# Problem to solve
Look below for the line that contains "Confirm that each instance of the green bush", then copy it and each following line to the end of the records, minus any pictures.

## BEGIN Supplied information

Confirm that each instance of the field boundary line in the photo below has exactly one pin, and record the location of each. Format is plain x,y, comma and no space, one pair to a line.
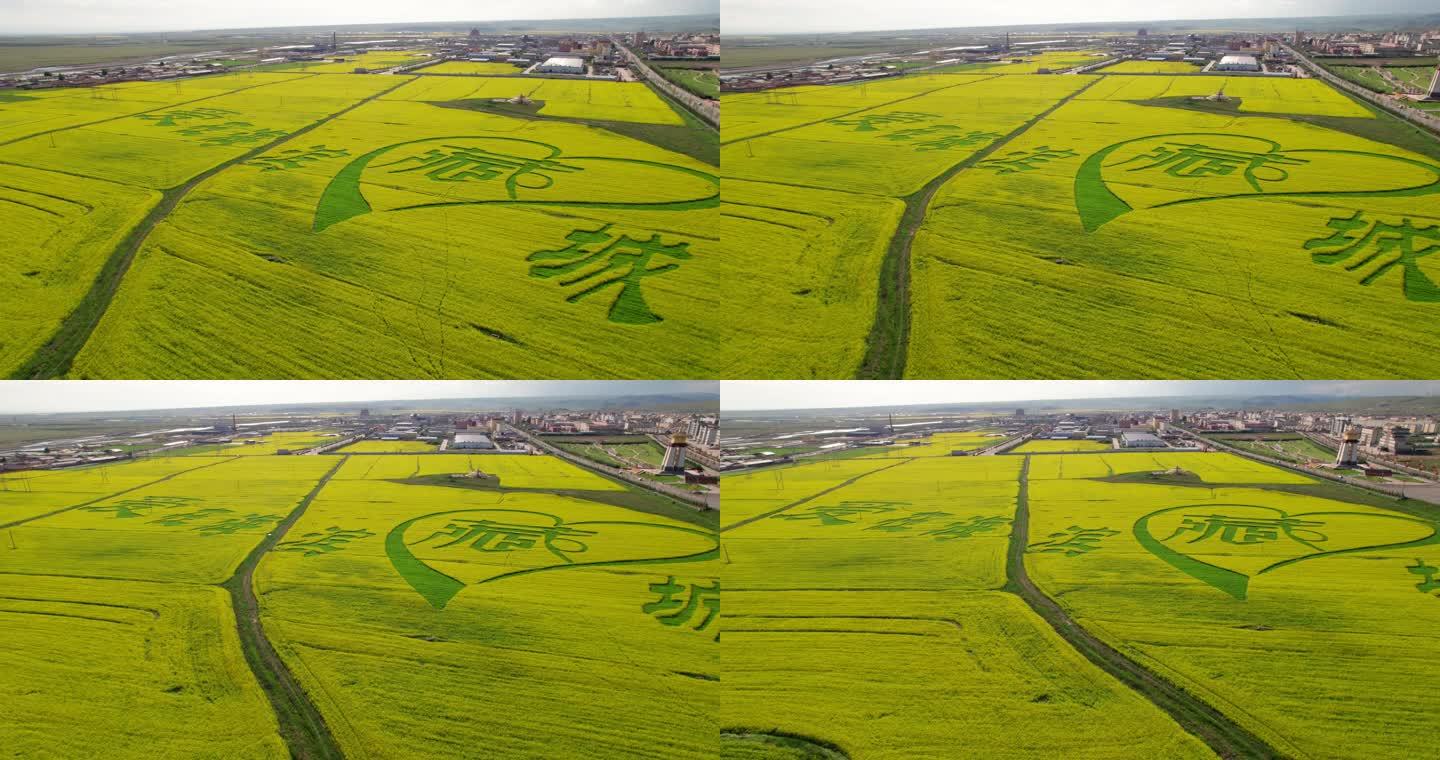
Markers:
301,724
887,346
147,111
858,110
56,356
1218,731
113,495
812,497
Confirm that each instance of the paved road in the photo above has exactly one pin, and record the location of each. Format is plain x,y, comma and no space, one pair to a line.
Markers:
1388,104
704,108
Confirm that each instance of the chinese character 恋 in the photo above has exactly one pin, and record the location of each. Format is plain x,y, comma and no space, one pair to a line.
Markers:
189,517
294,157
1243,530
331,539
458,163
202,128
871,123
680,612
896,524
136,507
238,524
258,136
625,256
169,118
945,137
966,527
1014,161
1195,160
1427,573
490,536
833,516
1073,540
1403,243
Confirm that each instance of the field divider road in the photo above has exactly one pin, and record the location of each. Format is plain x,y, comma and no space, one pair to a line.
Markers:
147,111
1224,737
301,724
812,497
860,110
889,341
3,526
55,357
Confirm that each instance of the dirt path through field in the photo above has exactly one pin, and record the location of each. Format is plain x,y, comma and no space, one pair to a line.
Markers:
301,724
55,357
1226,737
889,341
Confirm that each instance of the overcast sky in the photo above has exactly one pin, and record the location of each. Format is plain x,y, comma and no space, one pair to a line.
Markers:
794,16
758,395
32,396
92,16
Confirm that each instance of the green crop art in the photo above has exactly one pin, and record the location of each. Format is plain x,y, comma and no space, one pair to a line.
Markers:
529,541
467,170
1229,544
1198,167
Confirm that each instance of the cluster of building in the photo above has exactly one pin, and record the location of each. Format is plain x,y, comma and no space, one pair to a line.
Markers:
1371,43
563,55
683,46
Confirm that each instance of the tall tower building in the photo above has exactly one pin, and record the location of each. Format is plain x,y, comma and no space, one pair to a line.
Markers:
676,455
1350,448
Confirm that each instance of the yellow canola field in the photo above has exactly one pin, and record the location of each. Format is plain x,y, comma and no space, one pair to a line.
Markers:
41,111
846,612
894,150
379,269
164,147
530,652
195,527
1267,628
1151,66
32,492
1086,265
811,248
389,446
513,469
569,98
1041,445
140,670
471,66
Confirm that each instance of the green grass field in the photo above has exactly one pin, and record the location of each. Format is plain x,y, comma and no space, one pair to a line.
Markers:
411,615
1040,226
703,82
311,225
874,613
870,619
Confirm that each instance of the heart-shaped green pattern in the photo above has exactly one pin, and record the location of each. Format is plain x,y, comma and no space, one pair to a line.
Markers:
542,541
464,170
1195,167
1257,540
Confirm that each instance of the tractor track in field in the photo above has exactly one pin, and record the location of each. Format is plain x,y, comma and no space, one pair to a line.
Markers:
301,724
56,356
1221,734
113,495
857,111
889,341
812,497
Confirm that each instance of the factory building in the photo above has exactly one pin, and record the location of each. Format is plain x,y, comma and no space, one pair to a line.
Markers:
674,454
473,441
1350,448
562,65
1237,62
1132,439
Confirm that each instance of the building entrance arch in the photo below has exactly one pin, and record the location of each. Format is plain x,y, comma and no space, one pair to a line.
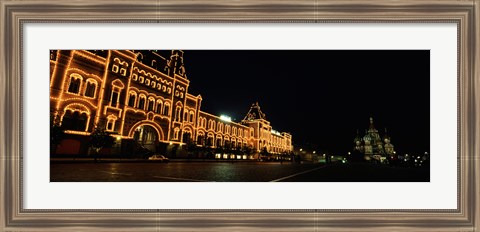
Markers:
146,135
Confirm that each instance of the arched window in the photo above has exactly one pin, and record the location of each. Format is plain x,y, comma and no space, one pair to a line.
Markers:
176,133
75,83
141,102
166,108
90,88
151,103
178,113
191,116
115,68
159,107
74,120
111,123
132,98
123,71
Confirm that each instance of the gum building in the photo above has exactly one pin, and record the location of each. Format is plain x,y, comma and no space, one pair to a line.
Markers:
141,97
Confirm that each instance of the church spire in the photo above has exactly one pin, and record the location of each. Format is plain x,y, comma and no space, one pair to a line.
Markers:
255,113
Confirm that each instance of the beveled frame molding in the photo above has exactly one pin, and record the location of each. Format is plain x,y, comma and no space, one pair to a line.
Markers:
13,217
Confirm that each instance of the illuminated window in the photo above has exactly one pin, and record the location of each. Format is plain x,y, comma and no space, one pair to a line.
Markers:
178,113
111,123
151,102
123,71
166,108
75,83
90,89
114,97
74,120
176,132
159,107
201,139
115,68
132,98
141,102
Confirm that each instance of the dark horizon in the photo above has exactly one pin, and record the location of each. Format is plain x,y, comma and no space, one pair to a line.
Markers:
321,97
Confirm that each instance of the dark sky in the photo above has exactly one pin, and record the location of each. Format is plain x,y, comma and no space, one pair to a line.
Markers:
320,96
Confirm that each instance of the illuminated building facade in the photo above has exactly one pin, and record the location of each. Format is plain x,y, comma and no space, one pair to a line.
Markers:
142,98
372,145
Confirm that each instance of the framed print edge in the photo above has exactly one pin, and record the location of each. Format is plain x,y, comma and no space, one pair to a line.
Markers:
14,217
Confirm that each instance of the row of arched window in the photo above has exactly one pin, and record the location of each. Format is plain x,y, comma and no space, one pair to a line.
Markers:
119,66
222,128
76,82
188,115
160,86
141,101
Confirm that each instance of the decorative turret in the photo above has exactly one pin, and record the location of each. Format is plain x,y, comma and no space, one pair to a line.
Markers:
175,64
255,113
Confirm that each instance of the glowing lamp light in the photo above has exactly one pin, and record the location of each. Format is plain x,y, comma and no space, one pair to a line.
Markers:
225,118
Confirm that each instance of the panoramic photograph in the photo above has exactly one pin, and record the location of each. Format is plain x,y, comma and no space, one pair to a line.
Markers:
239,116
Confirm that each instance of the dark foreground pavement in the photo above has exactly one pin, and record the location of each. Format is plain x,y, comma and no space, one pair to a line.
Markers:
88,171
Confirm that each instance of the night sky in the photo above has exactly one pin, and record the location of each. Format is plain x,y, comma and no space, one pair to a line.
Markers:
322,97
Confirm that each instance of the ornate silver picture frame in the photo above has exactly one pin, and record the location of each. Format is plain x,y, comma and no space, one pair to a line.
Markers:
15,217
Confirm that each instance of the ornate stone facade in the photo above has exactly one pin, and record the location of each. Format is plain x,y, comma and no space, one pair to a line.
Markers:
372,145
142,98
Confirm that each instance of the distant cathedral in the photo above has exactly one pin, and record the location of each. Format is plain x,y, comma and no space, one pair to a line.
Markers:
372,145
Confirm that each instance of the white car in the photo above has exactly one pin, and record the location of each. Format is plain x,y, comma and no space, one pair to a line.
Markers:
159,158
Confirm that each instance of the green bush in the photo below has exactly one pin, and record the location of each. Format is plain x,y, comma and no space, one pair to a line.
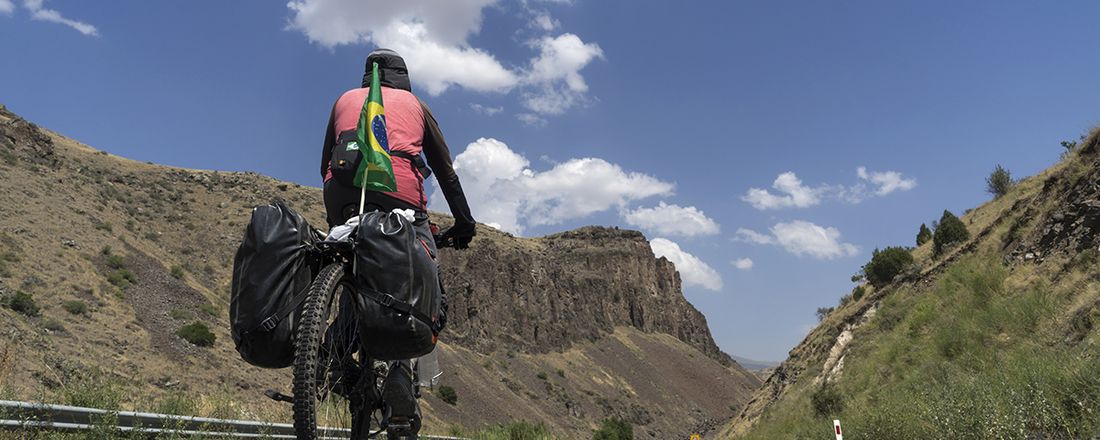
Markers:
923,235
447,394
949,231
208,309
116,261
614,429
999,182
23,304
886,265
75,307
858,293
121,277
827,400
197,333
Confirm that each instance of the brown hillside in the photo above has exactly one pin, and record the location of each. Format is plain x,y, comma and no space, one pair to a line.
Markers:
146,249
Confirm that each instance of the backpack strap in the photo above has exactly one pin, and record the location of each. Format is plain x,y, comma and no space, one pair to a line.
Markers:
272,321
398,305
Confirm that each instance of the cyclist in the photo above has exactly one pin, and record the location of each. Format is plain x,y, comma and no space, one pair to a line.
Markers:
411,130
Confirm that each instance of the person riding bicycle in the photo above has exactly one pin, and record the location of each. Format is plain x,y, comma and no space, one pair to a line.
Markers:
411,130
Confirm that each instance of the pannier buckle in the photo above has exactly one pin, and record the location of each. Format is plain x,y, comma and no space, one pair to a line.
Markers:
268,323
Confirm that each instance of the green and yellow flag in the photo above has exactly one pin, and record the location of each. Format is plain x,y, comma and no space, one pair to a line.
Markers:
376,169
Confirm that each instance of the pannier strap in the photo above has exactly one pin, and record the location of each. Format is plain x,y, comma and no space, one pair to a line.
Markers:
416,160
272,321
398,305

## END Supplied information

# In response
Confirm that each instance of the green bush in the photo below has exactly one pin, and record the location of each. Format is plain x,y, comma and no space, one pair to a line.
Markers:
923,235
447,394
949,231
208,309
116,261
614,429
999,182
23,304
886,265
75,307
858,293
121,277
827,400
197,333
Confirm that each instance of the brown hillside in the photo above has exactly one pin, and record the location of each. Format is plain x,y, comma and no space, one pair to a line.
Markers:
146,249
Confirm that each instance of the backpack strap in the photo above has exactly one pin, and record the location of each. Format is plain x,y, comma and no space, one pair to a line.
Markers:
272,321
398,305
Confirm that each instance of the cyclist in the photo above has exactly one pin, and record the location of each. Format is plain x,y, comma and no space, one pair to a line.
Markers:
411,130
Confirm that each instance of the person riding bicycle in the photo above has exactly one pin, and record the location of each. Format is plain x,y, comma and no space, one pair to a line.
Markers:
411,130
Confirm that each instance of the pannier buckle in the photo above has exactly one pin, and record the location of each. Format is plain x,y, comma and no space, one pair to a line.
Markers:
268,323
Confirm that each instance of the green and yellow flag in the photo above has exactly one pin, and record the location of each. Format is plain x,y, comma and no space, one pair to a line.
Markers:
376,169
Confirm that each instance of the pannier strap in the photo above has exactly one pin, and record the location of each. Format is plain x,y, comma and no space, one pair to a line.
Markers:
416,160
272,321
398,305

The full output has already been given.